Exercise material
┄┄┄┄┄┄

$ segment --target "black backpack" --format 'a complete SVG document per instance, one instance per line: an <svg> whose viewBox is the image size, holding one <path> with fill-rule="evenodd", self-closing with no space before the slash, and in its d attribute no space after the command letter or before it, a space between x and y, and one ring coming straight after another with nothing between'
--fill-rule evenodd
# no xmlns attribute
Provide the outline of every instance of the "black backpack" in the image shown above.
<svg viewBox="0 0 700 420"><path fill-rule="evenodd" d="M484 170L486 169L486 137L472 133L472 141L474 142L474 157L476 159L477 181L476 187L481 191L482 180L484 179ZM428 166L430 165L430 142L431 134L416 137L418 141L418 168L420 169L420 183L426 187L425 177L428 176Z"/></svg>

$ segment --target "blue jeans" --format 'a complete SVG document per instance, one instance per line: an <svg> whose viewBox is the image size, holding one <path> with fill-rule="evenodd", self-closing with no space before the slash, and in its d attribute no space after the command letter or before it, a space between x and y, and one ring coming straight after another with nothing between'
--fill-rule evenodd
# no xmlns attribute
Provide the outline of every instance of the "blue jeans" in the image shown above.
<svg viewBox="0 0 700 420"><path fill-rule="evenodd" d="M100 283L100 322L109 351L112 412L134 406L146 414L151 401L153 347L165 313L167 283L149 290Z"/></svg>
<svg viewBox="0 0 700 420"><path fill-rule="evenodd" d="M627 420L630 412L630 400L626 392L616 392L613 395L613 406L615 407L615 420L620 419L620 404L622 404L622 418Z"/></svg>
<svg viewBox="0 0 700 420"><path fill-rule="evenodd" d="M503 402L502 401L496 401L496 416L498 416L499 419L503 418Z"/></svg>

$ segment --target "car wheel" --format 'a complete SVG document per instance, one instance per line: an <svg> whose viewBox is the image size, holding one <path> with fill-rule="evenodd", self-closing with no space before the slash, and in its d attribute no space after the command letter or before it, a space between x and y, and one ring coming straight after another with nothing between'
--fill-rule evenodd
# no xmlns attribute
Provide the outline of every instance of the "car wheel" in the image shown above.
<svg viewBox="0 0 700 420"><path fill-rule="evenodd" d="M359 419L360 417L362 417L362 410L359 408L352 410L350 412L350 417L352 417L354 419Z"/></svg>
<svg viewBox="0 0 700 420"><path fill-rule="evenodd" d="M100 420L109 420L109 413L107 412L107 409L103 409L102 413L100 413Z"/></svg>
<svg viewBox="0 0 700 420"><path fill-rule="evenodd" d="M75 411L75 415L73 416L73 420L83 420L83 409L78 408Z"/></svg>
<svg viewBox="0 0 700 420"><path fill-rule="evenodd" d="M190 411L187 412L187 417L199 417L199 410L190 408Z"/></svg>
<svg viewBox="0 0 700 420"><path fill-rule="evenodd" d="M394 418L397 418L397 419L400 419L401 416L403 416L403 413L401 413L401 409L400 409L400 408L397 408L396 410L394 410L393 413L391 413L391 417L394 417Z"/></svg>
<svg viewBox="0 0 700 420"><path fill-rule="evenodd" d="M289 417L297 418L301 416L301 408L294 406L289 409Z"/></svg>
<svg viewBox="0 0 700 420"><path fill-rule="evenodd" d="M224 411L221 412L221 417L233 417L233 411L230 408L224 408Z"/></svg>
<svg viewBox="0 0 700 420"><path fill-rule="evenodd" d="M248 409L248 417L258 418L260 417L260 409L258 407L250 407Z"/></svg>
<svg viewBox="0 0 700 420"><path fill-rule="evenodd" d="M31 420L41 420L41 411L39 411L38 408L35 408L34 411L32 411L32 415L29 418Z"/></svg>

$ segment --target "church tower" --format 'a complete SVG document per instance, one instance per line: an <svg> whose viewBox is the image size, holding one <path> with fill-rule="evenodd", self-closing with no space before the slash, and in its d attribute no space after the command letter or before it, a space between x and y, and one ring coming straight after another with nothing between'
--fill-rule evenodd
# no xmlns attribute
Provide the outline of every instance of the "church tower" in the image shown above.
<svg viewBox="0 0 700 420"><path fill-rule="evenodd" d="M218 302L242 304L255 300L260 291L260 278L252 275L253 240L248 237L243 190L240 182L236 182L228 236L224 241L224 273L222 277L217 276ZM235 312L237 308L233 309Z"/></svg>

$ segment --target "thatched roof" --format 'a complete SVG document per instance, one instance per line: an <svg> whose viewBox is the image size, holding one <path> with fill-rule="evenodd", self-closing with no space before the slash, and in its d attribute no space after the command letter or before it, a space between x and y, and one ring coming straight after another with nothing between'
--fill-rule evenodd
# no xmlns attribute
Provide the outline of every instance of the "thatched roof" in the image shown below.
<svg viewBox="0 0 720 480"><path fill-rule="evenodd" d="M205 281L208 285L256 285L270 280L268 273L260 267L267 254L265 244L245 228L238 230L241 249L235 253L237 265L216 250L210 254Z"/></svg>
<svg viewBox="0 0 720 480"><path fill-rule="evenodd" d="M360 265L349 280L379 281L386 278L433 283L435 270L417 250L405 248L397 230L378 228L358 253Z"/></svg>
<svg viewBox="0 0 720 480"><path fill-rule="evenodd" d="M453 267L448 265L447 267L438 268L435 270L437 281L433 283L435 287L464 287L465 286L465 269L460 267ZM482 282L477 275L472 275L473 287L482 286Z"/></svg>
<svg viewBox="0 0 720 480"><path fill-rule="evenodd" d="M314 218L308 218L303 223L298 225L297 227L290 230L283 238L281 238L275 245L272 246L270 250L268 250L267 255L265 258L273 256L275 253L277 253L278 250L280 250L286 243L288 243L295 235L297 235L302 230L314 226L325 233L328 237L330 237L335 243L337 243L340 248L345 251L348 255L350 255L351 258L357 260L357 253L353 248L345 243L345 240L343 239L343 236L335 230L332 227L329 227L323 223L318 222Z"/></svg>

┄┄┄┄┄┄

Task details
Restate every entry above word for word.

Exercise response
$ segment --target "black backpack" --format 'a complete SVG document per instance, one instance per line: an <svg> whose viewBox is the image size, holding one <path> with fill-rule="evenodd", self-closing with no space before the slash, and in its d attribute no space after the command letter or before it, a space between x and y, and one ring coming straight after another with nothing between'
--fill-rule evenodd
# no xmlns attribute
Provide the outline of every instance of the "black backpack" in the image shown above.
<svg viewBox="0 0 700 420"><path fill-rule="evenodd" d="M484 170L486 169L486 137L472 133L472 141L474 142L474 157L476 159L477 181L476 187L481 191L482 180L484 179ZM428 166L430 165L430 142L431 134L416 137L418 141L418 168L420 169L420 183L426 187L425 177L428 176Z"/></svg>

$ segment --target "blue jeans" --format 'a complete SVG document per instance, one instance per line: an <svg> whose viewBox is the image size, holding one <path> with fill-rule="evenodd", self-closing with no space before the slash, and in its d attribute no space after the command letter or before it, a space between x and y, and one ring coming straight after another with nothing between'
--fill-rule evenodd
# no xmlns attribute
Provide the outline of every instance of the "blue jeans" in the image shown above.
<svg viewBox="0 0 700 420"><path fill-rule="evenodd" d="M100 283L100 322L109 351L112 412L134 406L146 414L151 401L153 347L165 313L167 283L149 290Z"/></svg>
<svg viewBox="0 0 700 420"><path fill-rule="evenodd" d="M627 420L630 412L630 400L626 392L616 392L613 395L613 406L615 407L615 420L620 419L620 404L622 404L622 418Z"/></svg>
<svg viewBox="0 0 700 420"><path fill-rule="evenodd" d="M503 402L502 401L496 401L496 416L498 416L499 419L503 418Z"/></svg>

$ segment --target "car wheel" --format 'a complete SVG document per instance, one instance per line: an <svg> whose viewBox is the image size, holding one <path> with fill-rule="evenodd", self-closing with no space before the slash, and in its d attribute no space after the command letter or before it, a space between x and y, and one ring coming straight after another with nothing between'
--fill-rule evenodd
# no xmlns attribute
Provide the outline of every instance of the "car wheel" in the image shown above.
<svg viewBox="0 0 700 420"><path fill-rule="evenodd" d="M359 419L360 417L362 417L362 410L359 408L352 410L350 412L350 417L352 417L354 419Z"/></svg>
<svg viewBox="0 0 700 420"><path fill-rule="evenodd" d="M100 420L109 420L109 413L107 412L107 409L103 409L102 413L100 413Z"/></svg>
<svg viewBox="0 0 700 420"><path fill-rule="evenodd" d="M75 411L75 415L73 416L73 420L83 420L83 409L78 408Z"/></svg>
<svg viewBox="0 0 700 420"><path fill-rule="evenodd" d="M190 411L187 412L187 417L199 417L199 410L190 408Z"/></svg>
<svg viewBox="0 0 700 420"><path fill-rule="evenodd" d="M394 418L397 418L397 419L400 419L401 416L403 416L403 413L401 413L401 409L400 409L400 408L397 408L396 410L394 410L393 413L391 413L391 417L394 417Z"/></svg>
<svg viewBox="0 0 700 420"><path fill-rule="evenodd" d="M289 417L297 418L301 416L301 408L294 406L289 409Z"/></svg>
<svg viewBox="0 0 700 420"><path fill-rule="evenodd" d="M224 411L221 412L221 417L233 417L233 411L230 408L224 408Z"/></svg>
<svg viewBox="0 0 700 420"><path fill-rule="evenodd" d="M248 409L248 417L258 418L260 417L260 409L258 407L250 407Z"/></svg>
<svg viewBox="0 0 700 420"><path fill-rule="evenodd" d="M31 420L41 420L41 411L39 411L38 408L35 408L34 411L32 411L32 415L29 418Z"/></svg>

$ segment --target "church tower" --format 'a complete SVG document per instance, one instance per line: an <svg> whose viewBox is the image size, holding one <path> with fill-rule="evenodd", self-closing with no space before the slash, and in its d attribute no space after the command letter or before it, a space between x and y, and one ring coming straight after another with nothing between'
--fill-rule evenodd
# no xmlns attribute
Provide the outline of every instance of the "church tower" in the image shown above.
<svg viewBox="0 0 700 420"><path fill-rule="evenodd" d="M218 302L242 304L255 300L260 291L260 278L252 275L253 240L248 237L243 190L240 182L236 182L228 236L224 241L224 273L222 277L217 276ZM235 312L237 308L233 309Z"/></svg>

$ segment --target "thatched roof" --format 'a complete SVG document per instance, one instance per line: an <svg> whose viewBox is the image size, holding one <path> with fill-rule="evenodd", self-closing with no space before the slash, and in its d attribute no space after the command letter or before it, a space between x and y, and one ring coming straight after another with nothing between'
--fill-rule evenodd
# no xmlns attribute
Provide the outline of every instance of the "thatched roof" in the image shown below.
<svg viewBox="0 0 720 480"><path fill-rule="evenodd" d="M205 281L208 285L256 285L270 280L268 273L260 267L267 254L265 244L245 228L238 230L241 249L235 253L237 265L216 250L210 254Z"/></svg>
<svg viewBox="0 0 720 480"><path fill-rule="evenodd" d="M360 265L349 280L379 281L386 278L433 283L435 270L417 250L405 248L397 230L378 228L358 253Z"/></svg>
<svg viewBox="0 0 720 480"><path fill-rule="evenodd" d="M453 267L448 265L447 267L438 268L435 270L437 281L433 283L435 287L464 287L465 286L465 269L460 267ZM482 282L477 275L472 275L473 287L482 286Z"/></svg>
<svg viewBox="0 0 720 480"><path fill-rule="evenodd" d="M314 218L308 218L303 223L298 225L297 227L290 230L283 238L281 238L275 245L272 246L270 250L268 250L267 255L265 258L273 256L275 253L277 253L278 250L280 250L286 243L288 243L295 235L297 235L302 230L314 226L325 233L328 237L330 237L335 243L337 243L340 248L345 251L348 255L350 255L351 258L357 260L357 253L353 248L345 243L345 240L343 239L343 236L335 230L332 227L329 227L323 223L318 222Z"/></svg>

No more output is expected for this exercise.